*Problem to solve*
Retype the lines of the entries below exactly as they appear, leaving out the pictures.

*Supplied records*
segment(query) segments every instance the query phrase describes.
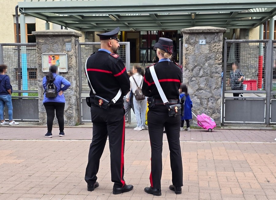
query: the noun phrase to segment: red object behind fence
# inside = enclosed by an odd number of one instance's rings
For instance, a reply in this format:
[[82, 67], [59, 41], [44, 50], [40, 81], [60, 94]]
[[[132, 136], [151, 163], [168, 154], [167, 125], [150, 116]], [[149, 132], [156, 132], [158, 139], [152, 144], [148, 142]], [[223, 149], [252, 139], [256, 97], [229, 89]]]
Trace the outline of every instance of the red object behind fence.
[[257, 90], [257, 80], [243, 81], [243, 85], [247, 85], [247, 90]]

*Solution for this problem*
segment(query) segments every instance the query phrase describes.
query: the noun phrase to segment: red object behind fence
# inside = enclosed by an odd number of one instance's rings
For instance, a reply in this format:
[[82, 67], [59, 41], [44, 50], [40, 81], [60, 94]]
[[[132, 136], [151, 163], [168, 154], [167, 125], [150, 116]], [[149, 132], [156, 132], [158, 139], [152, 144], [148, 142]], [[223, 149], [252, 139], [256, 97], [229, 89]]]
Trace the outline of every instance of the red object behind fence.
[[257, 90], [257, 80], [243, 81], [243, 85], [247, 85], [247, 90]]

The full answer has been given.